» Exercise details
Output exactly the lines that run from the top of the entries to the line holding "Existence query — does this image feature any tree trunk?", including both of those lines.

» Data for this task
════════════════════

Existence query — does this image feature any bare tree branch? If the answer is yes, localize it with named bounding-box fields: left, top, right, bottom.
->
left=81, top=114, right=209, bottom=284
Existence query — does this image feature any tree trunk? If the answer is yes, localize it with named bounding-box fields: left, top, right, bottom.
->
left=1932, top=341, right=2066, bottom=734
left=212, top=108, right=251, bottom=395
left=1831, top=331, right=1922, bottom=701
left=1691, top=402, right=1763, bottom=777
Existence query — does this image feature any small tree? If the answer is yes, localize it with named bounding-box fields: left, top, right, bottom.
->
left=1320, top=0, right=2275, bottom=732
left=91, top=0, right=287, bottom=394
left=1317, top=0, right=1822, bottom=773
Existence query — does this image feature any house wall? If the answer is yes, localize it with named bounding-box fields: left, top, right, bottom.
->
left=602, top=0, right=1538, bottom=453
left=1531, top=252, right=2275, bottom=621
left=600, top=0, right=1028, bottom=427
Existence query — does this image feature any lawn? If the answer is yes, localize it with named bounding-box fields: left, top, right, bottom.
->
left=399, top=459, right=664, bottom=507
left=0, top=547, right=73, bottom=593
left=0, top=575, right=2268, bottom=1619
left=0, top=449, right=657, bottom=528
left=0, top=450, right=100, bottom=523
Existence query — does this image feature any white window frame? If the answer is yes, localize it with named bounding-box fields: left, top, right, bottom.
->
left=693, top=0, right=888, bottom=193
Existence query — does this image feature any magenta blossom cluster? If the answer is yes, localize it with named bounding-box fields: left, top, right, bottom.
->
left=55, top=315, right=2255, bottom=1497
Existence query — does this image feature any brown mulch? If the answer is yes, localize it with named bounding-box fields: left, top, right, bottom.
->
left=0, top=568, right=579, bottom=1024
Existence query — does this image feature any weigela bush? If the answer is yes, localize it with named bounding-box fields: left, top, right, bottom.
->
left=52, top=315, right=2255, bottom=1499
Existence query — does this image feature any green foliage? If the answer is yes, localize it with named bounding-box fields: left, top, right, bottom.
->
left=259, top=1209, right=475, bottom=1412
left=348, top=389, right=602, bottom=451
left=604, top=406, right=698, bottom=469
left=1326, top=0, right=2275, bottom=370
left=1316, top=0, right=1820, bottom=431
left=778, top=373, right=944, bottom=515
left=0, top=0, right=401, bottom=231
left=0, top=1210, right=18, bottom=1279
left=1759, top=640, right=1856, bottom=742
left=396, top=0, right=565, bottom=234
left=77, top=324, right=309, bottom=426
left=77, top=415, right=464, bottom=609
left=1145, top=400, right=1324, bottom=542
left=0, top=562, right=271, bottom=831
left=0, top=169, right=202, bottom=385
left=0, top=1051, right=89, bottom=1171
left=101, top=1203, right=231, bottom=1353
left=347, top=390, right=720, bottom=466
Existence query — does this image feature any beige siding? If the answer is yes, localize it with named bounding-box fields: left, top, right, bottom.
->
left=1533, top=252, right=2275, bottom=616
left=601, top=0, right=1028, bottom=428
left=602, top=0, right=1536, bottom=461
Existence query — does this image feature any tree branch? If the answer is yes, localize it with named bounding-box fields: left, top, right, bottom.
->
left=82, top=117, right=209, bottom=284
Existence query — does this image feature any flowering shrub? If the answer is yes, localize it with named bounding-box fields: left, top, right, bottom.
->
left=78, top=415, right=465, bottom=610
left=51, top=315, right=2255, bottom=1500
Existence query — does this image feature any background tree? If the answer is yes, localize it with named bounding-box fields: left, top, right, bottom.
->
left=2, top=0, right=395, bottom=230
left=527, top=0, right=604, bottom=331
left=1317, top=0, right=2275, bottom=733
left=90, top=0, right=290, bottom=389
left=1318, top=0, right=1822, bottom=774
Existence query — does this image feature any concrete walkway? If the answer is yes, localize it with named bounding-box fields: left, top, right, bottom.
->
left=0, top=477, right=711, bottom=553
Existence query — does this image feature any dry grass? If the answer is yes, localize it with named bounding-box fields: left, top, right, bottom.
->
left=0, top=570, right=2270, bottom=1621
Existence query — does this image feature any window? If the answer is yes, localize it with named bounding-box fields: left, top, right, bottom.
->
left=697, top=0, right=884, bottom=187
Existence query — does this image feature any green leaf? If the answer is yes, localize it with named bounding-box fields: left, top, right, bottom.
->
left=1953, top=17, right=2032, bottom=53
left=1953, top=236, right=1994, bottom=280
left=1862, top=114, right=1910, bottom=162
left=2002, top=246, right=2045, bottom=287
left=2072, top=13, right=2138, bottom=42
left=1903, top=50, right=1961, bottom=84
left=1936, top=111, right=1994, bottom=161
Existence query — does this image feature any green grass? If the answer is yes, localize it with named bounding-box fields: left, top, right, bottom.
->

════════════════════

» Expected answer
Existence query — does this image feature any bare tree branch? If the answer is yes, localize it with named bounding-box fields: left, top, right, bottom.
->
left=81, top=114, right=209, bottom=284
Existence query — does this image feature any tree trunk? If the answer is yes, localize it with named bounding-box fields: left, top, right, bottom.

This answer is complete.